Requirement:
Copy all of the items below verbatim, omitting the pictures from your answer.

Pointing dataset excerpts:
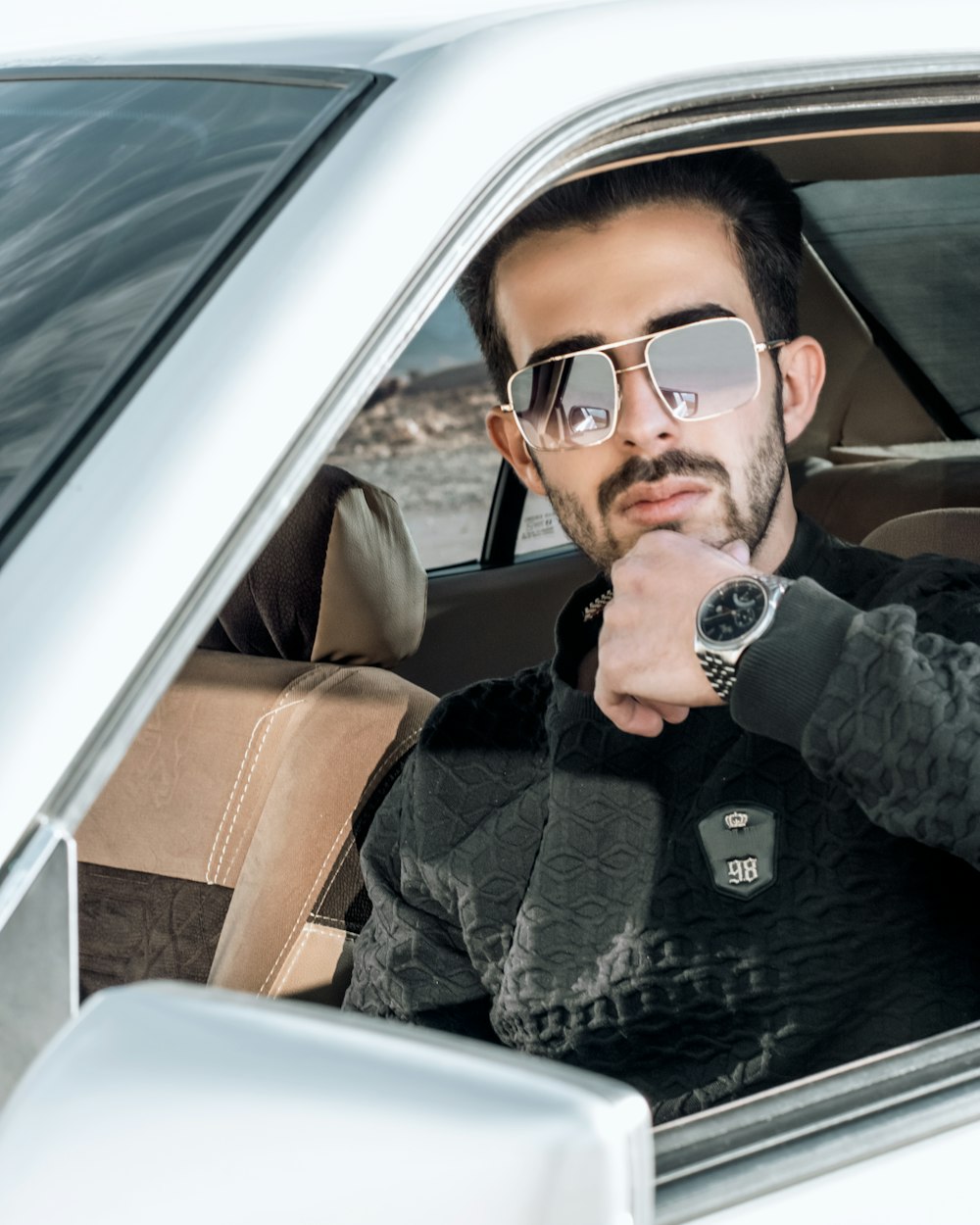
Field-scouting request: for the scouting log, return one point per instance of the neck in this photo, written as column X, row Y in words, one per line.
column 770, row 552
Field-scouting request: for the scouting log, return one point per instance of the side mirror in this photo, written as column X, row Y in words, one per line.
column 177, row 1102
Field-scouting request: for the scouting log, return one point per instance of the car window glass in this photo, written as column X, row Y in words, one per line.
column 421, row 437
column 906, row 250
column 112, row 191
column 539, row 528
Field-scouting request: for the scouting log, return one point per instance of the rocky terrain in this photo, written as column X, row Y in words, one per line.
column 424, row 441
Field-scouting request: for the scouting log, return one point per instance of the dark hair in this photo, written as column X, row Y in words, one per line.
column 745, row 187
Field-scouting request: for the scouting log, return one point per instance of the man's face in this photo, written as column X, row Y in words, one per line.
column 720, row 479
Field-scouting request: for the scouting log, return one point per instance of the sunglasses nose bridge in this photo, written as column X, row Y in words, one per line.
column 653, row 396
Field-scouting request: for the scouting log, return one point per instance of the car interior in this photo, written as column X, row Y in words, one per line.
column 224, row 847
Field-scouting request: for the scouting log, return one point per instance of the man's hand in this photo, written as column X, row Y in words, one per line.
column 648, row 672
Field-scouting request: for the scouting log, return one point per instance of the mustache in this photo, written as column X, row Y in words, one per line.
column 670, row 464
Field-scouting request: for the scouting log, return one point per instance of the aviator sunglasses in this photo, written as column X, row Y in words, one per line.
column 699, row 370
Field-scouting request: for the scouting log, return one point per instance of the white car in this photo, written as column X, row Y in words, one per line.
column 221, row 266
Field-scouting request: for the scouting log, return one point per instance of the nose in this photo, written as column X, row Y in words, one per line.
column 645, row 422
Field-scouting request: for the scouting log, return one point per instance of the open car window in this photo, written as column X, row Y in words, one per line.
column 117, row 194
column 895, row 244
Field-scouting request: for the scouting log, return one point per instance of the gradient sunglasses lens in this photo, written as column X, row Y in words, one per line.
column 564, row 403
column 705, row 368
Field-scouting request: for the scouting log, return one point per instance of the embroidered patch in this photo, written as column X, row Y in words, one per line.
column 739, row 844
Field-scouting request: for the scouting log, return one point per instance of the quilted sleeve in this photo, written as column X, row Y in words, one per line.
column 890, row 713
column 410, row 960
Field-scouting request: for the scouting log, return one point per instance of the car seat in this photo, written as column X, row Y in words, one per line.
column 224, row 848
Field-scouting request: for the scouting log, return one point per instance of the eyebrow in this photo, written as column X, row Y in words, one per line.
column 658, row 323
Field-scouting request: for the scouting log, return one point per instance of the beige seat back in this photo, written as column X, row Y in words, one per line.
column 224, row 848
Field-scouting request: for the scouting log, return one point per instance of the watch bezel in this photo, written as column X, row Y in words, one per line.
column 759, row 626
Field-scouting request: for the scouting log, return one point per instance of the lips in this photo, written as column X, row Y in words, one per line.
column 662, row 501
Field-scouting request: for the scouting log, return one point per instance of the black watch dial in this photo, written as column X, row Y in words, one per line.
column 733, row 611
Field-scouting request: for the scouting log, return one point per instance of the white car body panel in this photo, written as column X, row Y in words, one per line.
column 273, row 1112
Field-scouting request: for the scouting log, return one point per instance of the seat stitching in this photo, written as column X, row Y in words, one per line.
column 344, row 828
column 270, row 715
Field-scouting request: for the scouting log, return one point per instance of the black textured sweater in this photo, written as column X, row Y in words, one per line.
column 759, row 893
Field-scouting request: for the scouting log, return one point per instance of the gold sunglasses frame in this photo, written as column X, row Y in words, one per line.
column 603, row 351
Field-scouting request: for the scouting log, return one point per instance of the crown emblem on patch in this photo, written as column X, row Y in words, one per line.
column 739, row 844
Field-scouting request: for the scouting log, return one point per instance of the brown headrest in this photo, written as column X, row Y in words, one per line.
column 851, row 500
column 951, row 532
column 341, row 581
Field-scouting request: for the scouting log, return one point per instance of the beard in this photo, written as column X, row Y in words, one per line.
column 764, row 476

Solution for this problem:
Field-scouting request: for the scouting log, return one point per instance of the neck in this photo, written as column X, row Y in words, one per line.
column 770, row 552
Field-scouting request: for the scouting log, return one point per instance of the side mirror in this photo, written as column X, row Y in words, one per line.
column 177, row 1102
Field-scouting request: for the scouting log, return one point per instance of the car window glass in this photo, written as column X, row Y in words, one per line.
column 421, row 437
column 906, row 250
column 112, row 191
column 539, row 528
Field-scouting request: for the scouting log, return one point per instance of the rocky terrain in this photo, written as column X, row Y in words, one per line.
column 424, row 441
Field-scouting request: for the scouting log, return one point per instance of the dark hair in this photo, written as column X, row Y in words, one per line.
column 745, row 187
Field-scouting request: for the scouting log, return one point per instance of the man's face in this photo, written as column X, row Y in words, one per line.
column 720, row 479
Field-scouting request: for the scouting log, return one point per instance of the sunglasses nose bridge in this photo, written as column X, row Y in words, one per line.
column 653, row 396
Field-scouting request: for the scouting log, return one point per instance of the car interior in this photo, written as column X, row Y in words, one per line.
column 224, row 847
Field-scouting request: for the scouting log, return one point per instance of the man's hand in this photo, written as column X, row Y in words, one per line.
column 648, row 672
Field-scouting request: for the scouting log, return one point per instance of the mustache in this photo, written as column X, row Y in words, one per line.
column 670, row 464
Field-scouting request: for the scouting log, return one point per instance of the aviator sunglasses in this photo, written as column X, row Y in words, one per line.
column 699, row 370
Field-scouting request: for the scouting log, return one point per instance of the white car in this photo, written as column X, row Y in words, one per line.
column 221, row 266
Field-scouting request: for the scouting log, return one point per instance of the nose in this photo, written as column X, row Y in words, one per line.
column 645, row 422
Field-scouting request: for the scouting log, return one point per instance of the open car window in this photo, written as column X, row Y in words, one per line.
column 117, row 194
column 895, row 244
Field-scouting request: for the scouting log, return one point per instance of the gradient sunglasses lens in this photo, written as column X, row Y in words, one per line.
column 564, row 403
column 705, row 368
Field-scouting request: for the scouting log, return one point per instance of the embroidered patch in this photo, written as column X, row Y in words, one per line.
column 739, row 844
Field-scouting request: for the scouting log, return one point per instance of the quilted sleeve in this photo, written as column X, row Y in words, one per line.
column 890, row 713
column 410, row 960
Field-scouting request: for the scouting log, return one point per instance of the car seat in this photo, written as column X, row Y in words, one per line.
column 224, row 848
Field-scouting request: for the scouting log, return one point per instance of the eyebrow in this photo, written as column X, row Y in words, one per line.
column 658, row 323
Field-scouting request: for the scouting log, return one point per instance of the beige seat back in this photo, written as column X, row Y in words, one per line.
column 224, row 848
Field-scouting request: for the scouting log, return one point per instance of the watch bezel in this photo, written as column X, row Y in words, one per line.
column 759, row 626
Field-scouting request: for the scouting log, return one point per instance of the lips in this photo, written as column X, row Y in words, one per line.
column 662, row 501
Field-scouting request: for the scouting log, return one point per instance of the black watch dial in this photo, written as column X, row Y in words, one per line.
column 733, row 611
Field-scouting request: for the scouting log, return one point per instance of the white car body panel in this photo, written as column X, row Y in words, one per line.
column 273, row 1112
Field-scouting request: for the scouting log, return one point per instance of the seat stitching in this photo, written as column X, row Y in words, one per line.
column 344, row 828
column 270, row 715
Field-scouting request: for the scouting log, return one point per instance of the black textured sweater in this photo, written as column X, row Y in words, one per line.
column 759, row 893
Field-scouting request: for the scouting log, return one point per instance of the gold sunglasses frame in this photo, written as column X, row Y in words, one per line.
column 603, row 351
Field-scouting request: for the scouting log, return one point per instance of the crown emblem on patch in this photo, written as column X, row Y in words, one per line.
column 739, row 844
Field-scouting request: for the scouting log, return one point per instance of the brown headrest in this photo, written as column X, row Y in words, one per line.
column 851, row 500
column 951, row 532
column 341, row 581
Field-scouting request: for the scouting log, return one point per instance of the beard in this photo, written as column X, row Y in words, one per line.
column 764, row 476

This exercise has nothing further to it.